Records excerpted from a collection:
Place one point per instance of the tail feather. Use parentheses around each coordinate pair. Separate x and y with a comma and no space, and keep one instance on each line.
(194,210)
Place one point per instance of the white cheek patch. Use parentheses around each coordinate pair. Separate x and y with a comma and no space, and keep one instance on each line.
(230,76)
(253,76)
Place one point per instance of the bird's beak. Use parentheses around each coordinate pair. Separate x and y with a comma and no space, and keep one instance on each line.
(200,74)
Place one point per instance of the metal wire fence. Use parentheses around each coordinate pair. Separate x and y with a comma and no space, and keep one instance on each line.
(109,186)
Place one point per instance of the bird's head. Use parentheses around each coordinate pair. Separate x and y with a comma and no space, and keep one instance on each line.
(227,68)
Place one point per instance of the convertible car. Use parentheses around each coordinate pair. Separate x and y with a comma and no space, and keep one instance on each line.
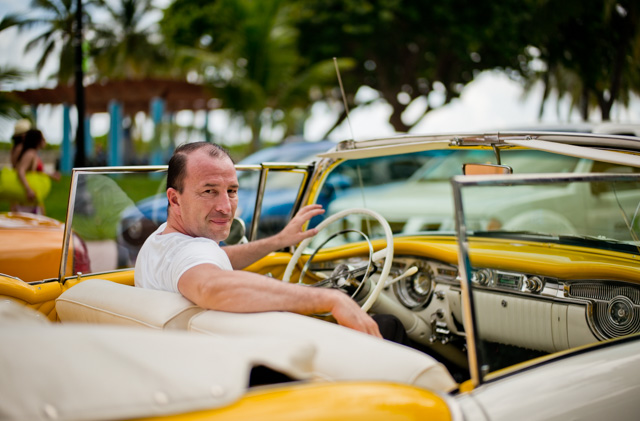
(526,305)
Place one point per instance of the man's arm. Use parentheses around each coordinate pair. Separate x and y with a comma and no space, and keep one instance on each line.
(213,288)
(242,255)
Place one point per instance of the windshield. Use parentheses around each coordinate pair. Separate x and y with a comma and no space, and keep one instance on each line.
(419,199)
(515,313)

* _Instruction_
Please copy out every line of the records above word for word, leaving out the pictures.

* _The solution_
Place one point per instance of the tail feather. Use parentheses around each coordinate pair. Separate x and y with a comma and no space, and keep one instance on each line.
(194,210)
Place one point per instance of the white cheek patch. Use parentheses around each coordinate pair. Separate x and y with a comma and no space, and keep one instance on each line.
(230,76)
(253,76)
Place one point per instance of the bird's beak. Use parentheses around each coordinate pair. Separate x and y with a comma and no space, and keep one instance on each line.
(200,74)
Place one point per instance of the metal wire fence. Use parentheses around each coordinate pair. Separate x and y with a comma and no space, and keep one instance on each line.
(109,186)
Place one point per instance of the bird's head. Use parentheses around each coordinate pair. Separate x and y with a comma and no space, and keep one instance on each line.
(227,68)
Place one point per instance of the convertible car. Use parentheses around each coordinate pair. Separate x and y with a comma and no space, and keep one instance on each line.
(526,305)
Place one point per instance of the man's arm. Use parentheses around each coordinate pair. Separate x and y with a comma and no space, and keep one instance on each line.
(213,288)
(242,255)
Place one point per instance of the windshield. Use parentheses around each coordinate pair. Separate x and y with a comma and no space, and keep one instance on each line.
(419,199)
(515,313)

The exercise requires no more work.